Data records:
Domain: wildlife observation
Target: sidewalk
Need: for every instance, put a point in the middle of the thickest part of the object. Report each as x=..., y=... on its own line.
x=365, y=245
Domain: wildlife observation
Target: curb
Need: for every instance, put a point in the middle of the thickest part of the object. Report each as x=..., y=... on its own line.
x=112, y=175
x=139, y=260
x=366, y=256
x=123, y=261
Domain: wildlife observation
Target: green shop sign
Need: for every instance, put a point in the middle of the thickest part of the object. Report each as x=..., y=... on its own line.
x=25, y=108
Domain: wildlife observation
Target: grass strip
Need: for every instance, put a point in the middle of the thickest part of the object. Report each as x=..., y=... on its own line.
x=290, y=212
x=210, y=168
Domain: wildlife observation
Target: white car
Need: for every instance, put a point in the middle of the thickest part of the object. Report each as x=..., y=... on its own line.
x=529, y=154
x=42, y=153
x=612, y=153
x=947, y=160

* * *

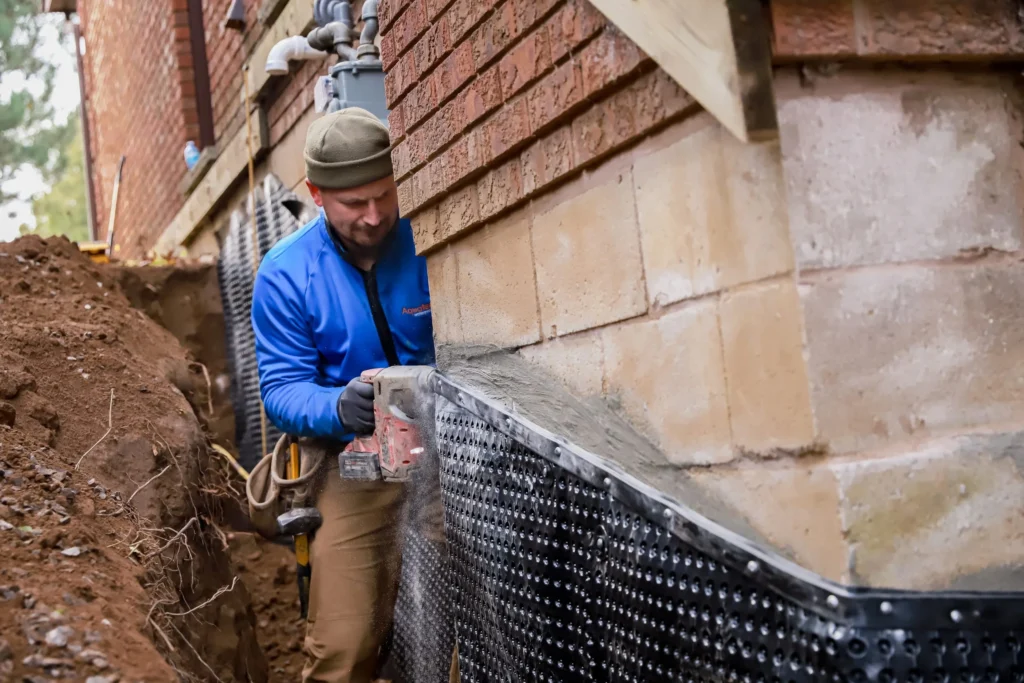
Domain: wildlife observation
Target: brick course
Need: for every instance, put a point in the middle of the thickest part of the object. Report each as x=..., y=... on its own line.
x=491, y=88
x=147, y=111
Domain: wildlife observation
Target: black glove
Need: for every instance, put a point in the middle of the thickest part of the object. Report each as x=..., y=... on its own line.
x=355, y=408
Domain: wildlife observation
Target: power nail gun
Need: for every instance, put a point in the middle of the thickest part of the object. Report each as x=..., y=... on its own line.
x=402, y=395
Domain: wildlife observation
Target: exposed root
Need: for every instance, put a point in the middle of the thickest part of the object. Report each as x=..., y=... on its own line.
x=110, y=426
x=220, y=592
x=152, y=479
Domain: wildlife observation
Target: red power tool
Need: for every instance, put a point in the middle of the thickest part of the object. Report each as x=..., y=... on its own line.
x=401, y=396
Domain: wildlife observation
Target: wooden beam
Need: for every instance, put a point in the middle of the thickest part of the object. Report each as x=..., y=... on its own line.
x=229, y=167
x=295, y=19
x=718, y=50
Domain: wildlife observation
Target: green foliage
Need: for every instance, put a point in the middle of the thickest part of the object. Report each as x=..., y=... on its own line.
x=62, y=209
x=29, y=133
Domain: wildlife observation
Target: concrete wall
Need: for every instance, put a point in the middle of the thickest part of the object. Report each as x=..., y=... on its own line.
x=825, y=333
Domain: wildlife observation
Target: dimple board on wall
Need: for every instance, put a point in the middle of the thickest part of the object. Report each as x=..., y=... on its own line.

--

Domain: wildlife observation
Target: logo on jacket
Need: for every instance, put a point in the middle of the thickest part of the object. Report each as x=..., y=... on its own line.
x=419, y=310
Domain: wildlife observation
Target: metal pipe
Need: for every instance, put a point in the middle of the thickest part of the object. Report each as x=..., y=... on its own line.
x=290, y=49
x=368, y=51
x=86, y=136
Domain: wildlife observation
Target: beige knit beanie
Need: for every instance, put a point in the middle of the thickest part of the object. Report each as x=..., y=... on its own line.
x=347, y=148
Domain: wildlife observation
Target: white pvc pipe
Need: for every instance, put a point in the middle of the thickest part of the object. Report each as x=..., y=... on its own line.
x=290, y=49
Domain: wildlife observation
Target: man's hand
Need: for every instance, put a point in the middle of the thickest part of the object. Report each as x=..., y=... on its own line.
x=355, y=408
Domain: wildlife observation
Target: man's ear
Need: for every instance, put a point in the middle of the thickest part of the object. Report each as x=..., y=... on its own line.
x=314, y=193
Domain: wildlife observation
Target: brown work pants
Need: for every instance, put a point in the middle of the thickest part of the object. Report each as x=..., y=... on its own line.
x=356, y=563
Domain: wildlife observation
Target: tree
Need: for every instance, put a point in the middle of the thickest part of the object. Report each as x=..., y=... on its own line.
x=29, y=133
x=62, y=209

Work instructions: If a line of the records above contains the word "green", count it; then give the total and nothing more.

Answer for the task: 2